= Beginning of Section =
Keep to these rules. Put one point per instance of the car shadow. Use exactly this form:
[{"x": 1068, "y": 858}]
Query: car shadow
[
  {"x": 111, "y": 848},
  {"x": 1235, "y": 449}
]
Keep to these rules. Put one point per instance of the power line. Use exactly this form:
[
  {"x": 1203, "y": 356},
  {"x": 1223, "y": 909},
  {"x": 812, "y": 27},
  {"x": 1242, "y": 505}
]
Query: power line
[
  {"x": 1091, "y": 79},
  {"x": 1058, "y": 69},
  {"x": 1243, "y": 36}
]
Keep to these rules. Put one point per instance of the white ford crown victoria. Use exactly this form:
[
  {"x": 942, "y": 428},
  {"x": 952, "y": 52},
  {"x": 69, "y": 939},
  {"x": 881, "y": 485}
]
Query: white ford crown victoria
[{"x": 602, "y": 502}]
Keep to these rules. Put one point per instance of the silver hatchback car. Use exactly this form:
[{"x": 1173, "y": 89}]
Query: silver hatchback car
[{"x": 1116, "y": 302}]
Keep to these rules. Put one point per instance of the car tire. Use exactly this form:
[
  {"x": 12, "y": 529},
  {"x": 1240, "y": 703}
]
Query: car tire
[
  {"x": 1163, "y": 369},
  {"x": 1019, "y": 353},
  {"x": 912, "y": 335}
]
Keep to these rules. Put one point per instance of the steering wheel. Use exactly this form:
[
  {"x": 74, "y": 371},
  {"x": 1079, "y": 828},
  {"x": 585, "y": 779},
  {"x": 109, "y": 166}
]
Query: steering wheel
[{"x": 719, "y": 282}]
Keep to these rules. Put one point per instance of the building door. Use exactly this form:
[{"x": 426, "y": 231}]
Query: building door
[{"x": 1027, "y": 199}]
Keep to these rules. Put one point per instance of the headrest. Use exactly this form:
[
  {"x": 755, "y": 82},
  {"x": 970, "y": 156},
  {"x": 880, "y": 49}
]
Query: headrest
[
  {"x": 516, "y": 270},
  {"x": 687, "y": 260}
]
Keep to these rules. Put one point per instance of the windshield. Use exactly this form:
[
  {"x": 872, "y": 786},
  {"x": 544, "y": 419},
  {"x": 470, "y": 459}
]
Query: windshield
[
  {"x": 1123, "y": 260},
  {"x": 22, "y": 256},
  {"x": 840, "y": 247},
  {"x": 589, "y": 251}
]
= End of Section =
EXERCISE INSTRUCTIONS: Filter the records above, keeping each line that contains the word "instance".

OUTPUT OF THE EXERCISE:
Keep to these rules. Put one point per instance of the car shadow. Use exactly this form:
Keep to these rules. Put one point per instance of the power line. Use exactly this form:
Keep to these rules. Put one point per instance of the white ford crown victoria. Use exactly this form:
Keep to these rules. Put one point per instance of the silver hatchback car. Use exactly this form:
Keep to these rules. Put one point per instance of the car tire. Use exactly this form:
Keep to these rules. Put one point per instance of the steering wheel. Use exactly this form:
Keep to these rules. Put one point per instance of the building door. Use exactly this form:
Keep to these rules. Put one point per instance of the headrest. Use exactly this form:
Keep to these rules. Put one point per instance of the windshield. Use exactly this form:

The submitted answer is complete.